# SHORT EXERCISE
Reproduce the blog post about the Zidane film below word for word, from start to finish.

# DOCUMENT TEXT

The premise of the film is so simple the first thing I did when the credits finished rolling was to turn to blazejowski and exclaim, "why didn't anyone think of that before??" The whole film essentially consists of footage from cameras trained entirely and solely on the forever great (no prizes for guessing whose fan club I belong to :-)) Zinedine Zidane throughout one football game (Real Madrid vs Villareal, 23 April 2005). Virtually all we see in the film is just Zidane - running; sweating; swearing; watching, chasing, passing, kicking the ball; Zidane being fouled; Zidane being booked; Zidane being pure Zidane after delivering an exquisite cross. Isn't there an "art installation" somewhere of Beckham sleeping? This is a similar piece on Zidane, playing football. Go figure.
I liked the film - there was alot which I thought about while I was watching it. (Blazejowski, still horrified: "doesn't taking notes remove you from the viewing experience? How can you immerse yourself in the film if you are scratching away in the dark?" (Ok, he didn't really say that; I'm paraphrasing - but he did more or less ask the first question verbatim)). Well, Garry Kasparov used to say, "there is no opponent. There is only you, the pieces and the clock." (Ok, I'm paraphrasing him too, but he did say something to that effect.) Yes, I want to be left alone when I watch a film - I really don't get the social viewing thing, sorry - but in that sense, too, there is no film. There is only me, the image and my thoughts.

# RECORDED INFORMATION
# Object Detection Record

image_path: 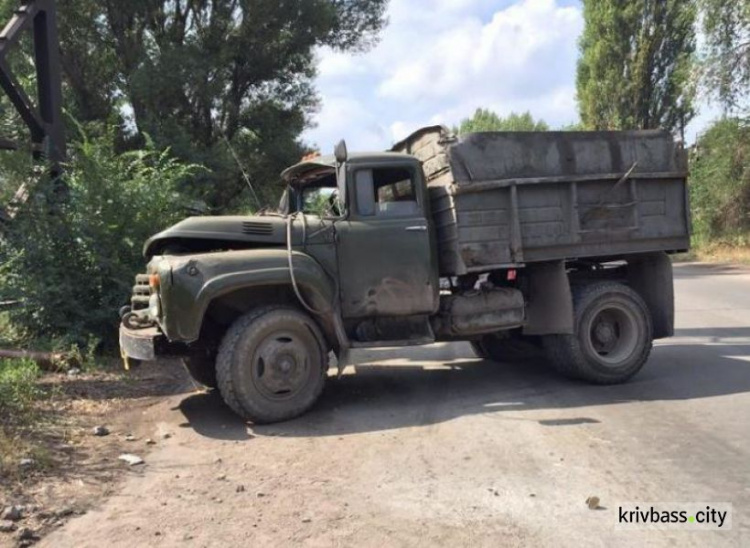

# ANSWER FOR THE TASK
The premise of the film is so simple the first thing I did when the credits finished rolling was to turn to blazejowski and exclaim, "why didn't anyone think of that before??" The whole film essentially consists of footage from cameras trained entirely and solely on the forever great (no prizes for guessing whose fan club I belong to :-)) Zinedine Zidane throughout one football game (Real Madrid vs Villareal, 23 April 2005). Virtually all we see in the film is just Zidane - running; sweating; swearing; watching, chasing, passing, kicking the ball; Zidane being fouled; Zidane being booked; Zidane being pure Zidane after delivering an exquisite cross. Isn't there an "art installation" somewhere of Beckham sleeping? This is a similar piece on Zidane, playing football. Go figure.
I liked the film - there was alot which I thought about while I was watching it. (Blazejowski, still horrified: "doesn't taking notes remove you from the viewing experience? How can you immerse yourself in the film if you are scratching away in the dark?" (Ok, he didn't really say that; I'm paraphrasing - but he did more or less ask the first question verbatim)). Well, Garry Kasparov used to say, "there is no opponent. There is only you, the pieces and the clock." (Ok, I'm paraphrasing him too, but he did say something to that effect.) Yes, I want to be left alone when I watch a film - I really don't get the social viewing thing, sorry - but in that sense, too, there is no film. There is only me, the image and my thoughts.